▶ _Task prompt_
Extract all of the data and reproduce it precisely.

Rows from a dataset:
* BEGIN *

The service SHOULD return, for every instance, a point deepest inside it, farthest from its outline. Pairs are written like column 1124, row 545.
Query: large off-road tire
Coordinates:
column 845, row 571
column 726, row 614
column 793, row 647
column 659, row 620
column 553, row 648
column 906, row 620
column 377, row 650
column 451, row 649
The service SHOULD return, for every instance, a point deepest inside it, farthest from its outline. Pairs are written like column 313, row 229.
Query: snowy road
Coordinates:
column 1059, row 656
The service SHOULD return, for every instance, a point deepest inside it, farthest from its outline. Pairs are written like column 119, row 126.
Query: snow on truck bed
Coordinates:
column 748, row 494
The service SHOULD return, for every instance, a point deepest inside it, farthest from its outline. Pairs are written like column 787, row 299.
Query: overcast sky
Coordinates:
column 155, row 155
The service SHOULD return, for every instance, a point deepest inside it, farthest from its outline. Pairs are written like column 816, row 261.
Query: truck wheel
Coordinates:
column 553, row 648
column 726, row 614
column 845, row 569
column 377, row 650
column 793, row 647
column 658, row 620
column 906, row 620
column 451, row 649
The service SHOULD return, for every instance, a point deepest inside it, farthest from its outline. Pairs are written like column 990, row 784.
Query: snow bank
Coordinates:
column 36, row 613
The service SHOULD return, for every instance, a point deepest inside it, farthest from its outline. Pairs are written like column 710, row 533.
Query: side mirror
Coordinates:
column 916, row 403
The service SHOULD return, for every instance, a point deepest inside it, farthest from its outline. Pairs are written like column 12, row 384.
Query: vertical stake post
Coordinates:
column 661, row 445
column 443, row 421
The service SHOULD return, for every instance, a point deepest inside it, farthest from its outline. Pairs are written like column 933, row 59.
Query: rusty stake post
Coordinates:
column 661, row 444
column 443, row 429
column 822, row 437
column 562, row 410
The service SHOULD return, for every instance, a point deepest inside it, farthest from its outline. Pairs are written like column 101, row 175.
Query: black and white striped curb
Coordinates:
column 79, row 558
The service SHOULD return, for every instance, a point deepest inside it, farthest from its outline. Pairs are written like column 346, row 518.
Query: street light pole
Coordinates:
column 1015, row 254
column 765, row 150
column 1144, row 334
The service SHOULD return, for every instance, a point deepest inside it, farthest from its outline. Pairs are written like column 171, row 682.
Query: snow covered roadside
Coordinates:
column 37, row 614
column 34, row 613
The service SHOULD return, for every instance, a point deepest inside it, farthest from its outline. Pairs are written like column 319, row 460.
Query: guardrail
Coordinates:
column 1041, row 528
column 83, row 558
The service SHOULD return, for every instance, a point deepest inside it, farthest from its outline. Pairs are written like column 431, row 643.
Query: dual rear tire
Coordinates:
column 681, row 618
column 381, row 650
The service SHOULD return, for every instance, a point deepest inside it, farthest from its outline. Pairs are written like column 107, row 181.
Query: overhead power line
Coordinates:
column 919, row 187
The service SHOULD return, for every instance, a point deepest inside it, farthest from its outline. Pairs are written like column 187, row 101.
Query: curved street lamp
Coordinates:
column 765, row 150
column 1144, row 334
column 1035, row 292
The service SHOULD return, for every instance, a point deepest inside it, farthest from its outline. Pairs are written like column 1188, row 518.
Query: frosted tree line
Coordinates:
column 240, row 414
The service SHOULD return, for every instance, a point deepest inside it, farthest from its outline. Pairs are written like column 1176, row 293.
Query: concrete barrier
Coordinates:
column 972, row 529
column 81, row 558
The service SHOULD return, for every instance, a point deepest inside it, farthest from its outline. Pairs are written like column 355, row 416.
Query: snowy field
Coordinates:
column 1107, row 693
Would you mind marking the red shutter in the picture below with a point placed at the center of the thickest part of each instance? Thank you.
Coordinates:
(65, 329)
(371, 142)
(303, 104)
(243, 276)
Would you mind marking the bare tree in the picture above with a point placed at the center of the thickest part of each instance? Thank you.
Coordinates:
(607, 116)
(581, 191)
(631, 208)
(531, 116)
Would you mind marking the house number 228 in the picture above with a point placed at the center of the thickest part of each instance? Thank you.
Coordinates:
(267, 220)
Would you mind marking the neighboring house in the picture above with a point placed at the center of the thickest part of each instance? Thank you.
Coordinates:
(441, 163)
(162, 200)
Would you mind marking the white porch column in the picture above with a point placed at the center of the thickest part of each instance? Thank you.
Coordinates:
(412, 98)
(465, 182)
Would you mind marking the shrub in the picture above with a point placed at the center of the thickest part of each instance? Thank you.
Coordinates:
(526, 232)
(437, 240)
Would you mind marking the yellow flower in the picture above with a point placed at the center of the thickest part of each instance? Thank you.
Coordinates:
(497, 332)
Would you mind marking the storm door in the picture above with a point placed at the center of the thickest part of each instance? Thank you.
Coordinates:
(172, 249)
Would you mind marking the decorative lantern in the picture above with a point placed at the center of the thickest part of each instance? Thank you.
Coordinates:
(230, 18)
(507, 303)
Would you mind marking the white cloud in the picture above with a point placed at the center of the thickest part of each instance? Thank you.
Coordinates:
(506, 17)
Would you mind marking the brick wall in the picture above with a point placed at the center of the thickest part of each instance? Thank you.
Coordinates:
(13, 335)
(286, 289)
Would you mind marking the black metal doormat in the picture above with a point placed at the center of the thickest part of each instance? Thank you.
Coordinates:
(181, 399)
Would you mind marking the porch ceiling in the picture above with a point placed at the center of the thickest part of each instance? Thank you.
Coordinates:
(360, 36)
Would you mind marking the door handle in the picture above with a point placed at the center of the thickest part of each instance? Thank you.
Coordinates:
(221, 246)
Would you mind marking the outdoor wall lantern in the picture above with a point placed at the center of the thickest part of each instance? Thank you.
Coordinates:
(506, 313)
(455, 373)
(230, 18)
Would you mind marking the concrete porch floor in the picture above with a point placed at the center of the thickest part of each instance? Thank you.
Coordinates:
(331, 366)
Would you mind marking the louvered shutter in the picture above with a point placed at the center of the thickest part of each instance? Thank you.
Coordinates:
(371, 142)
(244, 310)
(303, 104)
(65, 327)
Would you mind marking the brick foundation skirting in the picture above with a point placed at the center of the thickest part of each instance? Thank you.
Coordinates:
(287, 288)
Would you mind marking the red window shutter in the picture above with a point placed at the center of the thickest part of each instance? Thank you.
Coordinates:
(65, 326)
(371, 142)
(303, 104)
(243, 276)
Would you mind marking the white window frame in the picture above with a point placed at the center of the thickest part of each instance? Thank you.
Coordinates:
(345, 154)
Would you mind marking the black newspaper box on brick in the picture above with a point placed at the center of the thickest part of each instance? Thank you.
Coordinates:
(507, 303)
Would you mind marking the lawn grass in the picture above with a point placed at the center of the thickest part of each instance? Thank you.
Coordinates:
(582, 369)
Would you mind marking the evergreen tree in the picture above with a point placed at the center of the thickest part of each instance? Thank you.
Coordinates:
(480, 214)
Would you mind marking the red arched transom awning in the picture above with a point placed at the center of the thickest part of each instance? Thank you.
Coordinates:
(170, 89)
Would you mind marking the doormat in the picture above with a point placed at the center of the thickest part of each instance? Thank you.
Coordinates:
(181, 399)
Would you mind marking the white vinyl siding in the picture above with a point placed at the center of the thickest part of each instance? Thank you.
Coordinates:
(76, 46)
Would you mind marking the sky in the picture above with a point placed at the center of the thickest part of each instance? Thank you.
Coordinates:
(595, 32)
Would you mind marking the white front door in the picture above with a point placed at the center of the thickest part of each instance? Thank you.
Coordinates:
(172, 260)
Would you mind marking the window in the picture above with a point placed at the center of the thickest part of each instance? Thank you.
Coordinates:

* END *

▶ _Solved exercise_
The service SHOULD return, for every instance, a point deepest inside it, farthest from its outline. Pairs are written like column 1124, row 545.
Query: large off-road tire
Coordinates:
column 845, row 571
column 726, row 614
column 793, row 647
column 659, row 620
column 553, row 648
column 906, row 620
column 377, row 650
column 451, row 649
The service SHOULD return, for every instance, a point deepest inside it, farthest from its outline. Pairs are written like column 313, row 229.
Query: snowy road
Coordinates:
column 1059, row 656
The service SHOULD return, for every instance, a point deepest inside it, farthest from its outline. Pairs are written like column 119, row 126.
Query: snow on truck bed
Coordinates:
column 748, row 494
The service SHOULD return, for every instance, a point deepest inside it, farthest from its outline. Pairs are written like column 787, row 299.
Query: overcast sky
Coordinates:
column 155, row 155
The service SHOULD return, for every instance, a point deepest inside it, farthest from its outline. Pairs are written like column 816, row 261.
Query: truck wheel
Coordinates:
column 553, row 648
column 726, row 614
column 845, row 569
column 377, row 650
column 793, row 647
column 658, row 620
column 906, row 620
column 451, row 649
The service SHOULD return, for every instance, a point deepest inside it, farthest from its outline. Pairs are written like column 990, row 784.
Query: snow bank
Coordinates:
column 36, row 613
The service SHOULD return, for every instance, a point deepest inside it, farthest from its outline. Pairs are written like column 710, row 533.
Query: side mirror
Coordinates:
column 916, row 403
The service SHOULD return, for every instance, a point deepest inside it, farthest from its outline. Pairs are written like column 12, row 384.
Query: vertical stake post
Coordinates:
column 661, row 445
column 443, row 421
The service SHOULD return, for every instance, a point deepest inside it, farthest from its outline. Pairs are written like column 933, row 59.
Query: rusty stake post
Coordinates:
column 661, row 444
column 443, row 429
column 822, row 437
column 562, row 410
The service SHOULD return, for every instance, a point deepest inside it, farthest from its outline. Pairs are written like column 101, row 175.
Query: black and white striped curb
Coordinates:
column 79, row 558
The service SHOULD return, for every instance, a point deepest inside it, farthest from its outline. Pairs are written like column 346, row 518.
Query: street light pole
Coordinates:
column 1015, row 254
column 765, row 150
column 1144, row 334
The service SHOULD return, for every instance, a point deepest inside it, farthest from its outline. Pairs are written like column 171, row 682.
Query: snow covered roadside
Coordinates:
column 37, row 614
column 34, row 613
The service SHOULD return, for every instance, a point deepest inside it, farthest from its outline. Pairs are written like column 319, row 460.
Query: guardrail
Coordinates:
column 1041, row 528
column 83, row 558
The service SHOULD return, for every instance, a point deepest inside it, farthest from its outline. Pairs are written like column 431, row 643.
Query: dual rear tire
Coordinates:
column 681, row 618
column 381, row 650
The service SHOULD return, for every instance, a point deepest inside it, farthest from its outline. Pairs are written like column 107, row 181.
Query: overhead power line
Coordinates:
column 919, row 187
The service SHOULD return, for every instance, a point deepest inside it, farthest from its outline. Pairs are written like column 187, row 101.
Query: curved street lamp
Coordinates:
column 765, row 150
column 1144, row 334
column 1035, row 292
The service SHOULD return, for every instance, a point deepest inside it, farthest from its outline. Pairs are written like column 1188, row 518.
Query: frosted tree line
Coordinates:
column 240, row 414
The service SHOULD return, for every instance, a point deepest inside it, farthest from its outline. Pairs are written like column 1176, row 293.
Query: concrete barrier
Coordinates:
column 972, row 529
column 81, row 558
The service SHOULD return, for every instance, a point deepest inside it, farthest from its outline. Pairs are written like column 355, row 416.
Query: snowy field
Coordinates:
column 1107, row 693
Would you mind marking the red shutter in the picture below with a point placed at the center of the thickest part of each instance? Thank you.
Coordinates:
(65, 329)
(371, 142)
(303, 104)
(243, 276)
Would you mind marking the bare tree in the picture above with a point placed at the center of the thickest part of each instance? Thank you.
Coordinates:
(607, 116)
(581, 191)
(631, 208)
(531, 116)
Would you mind marking the house number 228 in the picture above with a point placed at the center of the thickest part of each instance? Thank you.
Coordinates:
(267, 220)
Would you mind marking the neighboring house in the picture above with a point placed at the center of the thickest part of each instance? Thank you.
Coordinates:
(441, 163)
(162, 200)
Would you mind marking the white porch column in the picture above with a point placed at the center of the thickest part of each instance? Thank you.
Coordinates:
(412, 98)
(465, 182)
Would you mind marking the shrub in the picture above with a point placed at the center of the thickest part of each instance? Thank you.
Coordinates:
(526, 232)
(437, 240)
Would you mind marking the yellow flower in the picture above with a point placed at the center of the thickest part of each instance? Thank you.
Coordinates:
(497, 332)
Would you mind marking the storm door in the picture above with a point placed at the center of the thickest part of each instance? Thank you.
Coordinates:
(172, 249)
Would you mind marking the decorative lantern in the picture above with a point placed at the center of the thickest part of each instance? Thank you.
Coordinates:
(230, 18)
(507, 303)
Would you mind marking the white cloud in the picture above with a point placed at the center of the thickest part of each instance? Thank you.
Coordinates:
(506, 17)
Would you mind marking the brick wall in the picture above with a point placed at the center of the thickest part of each instance? Thank you.
Coordinates:
(13, 335)
(286, 289)
Would you mind marking the black metal doormat in the picture above with a point placed at the center of the thickest part of each instance? Thank you.
Coordinates:
(181, 399)
Would you mind marking the porch ceiling in the picture above with a point placed at the center of the thickest part of each instance? Thank you.
Coordinates:
(360, 36)
Would you mind marking the door handle in the picture above with a point placed at the center of the thickest part of each instance? Thank you.
Coordinates:
(221, 246)
Would you mind marking the outdoor wall lantern in the picture above with a point placed at the center of the thickest part of each instance? Thank you.
Coordinates:
(506, 313)
(455, 373)
(230, 18)
Would you mind marking the concrete porch floor in the picture above with a point placed at the center of the thickest part of each instance? Thank you.
Coordinates:
(331, 366)
Would you mind marking the louvered shutter in the picture above with a point placed at the center of the thickest part of each instance? Thank you.
Coordinates:
(371, 142)
(244, 310)
(303, 104)
(65, 327)
Would you mind marking the brick foundation skirting in the picture above with a point placed at the center of the thickest part of each instance? Thank you.
Coordinates:
(287, 288)
Would you mind marking the red window shutter in the picture above with a point placed at the center of the thickest part of each instance? Thank you.
Coordinates:
(65, 326)
(371, 142)
(303, 104)
(243, 276)
Would you mind marking the white window frame in the picture above with a point placed at the center of the thickest part of each instance? Thank you.
Coordinates:
(345, 154)
Would you mind marking the black newspaper box on brick in the picture above with a point placed at the center of the thickest part of each instance? Thank you.
Coordinates:
(507, 303)
Would you mind marking the lawn grass in the picture above with a point placed at the center of the thickest part of each instance? Thank you.
Coordinates:
(582, 369)
Would you mind marking the evergreen tree in the picture above with a point placed at the center of the thickest part of each instance? Thank you.
Coordinates:
(480, 214)
Would you mind marking the red arched transom awning in the picture above with a point placed at the center of the thickest part of each instance? Thank you.
Coordinates:
(170, 89)
Would you mind marking the doormat in the picture above with a point placed at the center of the thickest part of each instance? Thank you.
Coordinates:
(181, 399)
Would you mind marking the white vinyl siding in the picture above with a point placed at the center of the thickest part of each instance? Thank you.
Coordinates:
(76, 46)
Would you mind marking the sky in the picture above with a point placed at the center of the thickest part of each instance? Thank you.
Coordinates:
(595, 32)
Would you mind marking the white front door in the picture above with a point placed at the center of the thickest part of each instance? Thank you.
Coordinates:
(172, 260)
Would you mind marking the window in the picture above with a point placed at the center of the thickest part of each instance? Thank you.
Coordinates:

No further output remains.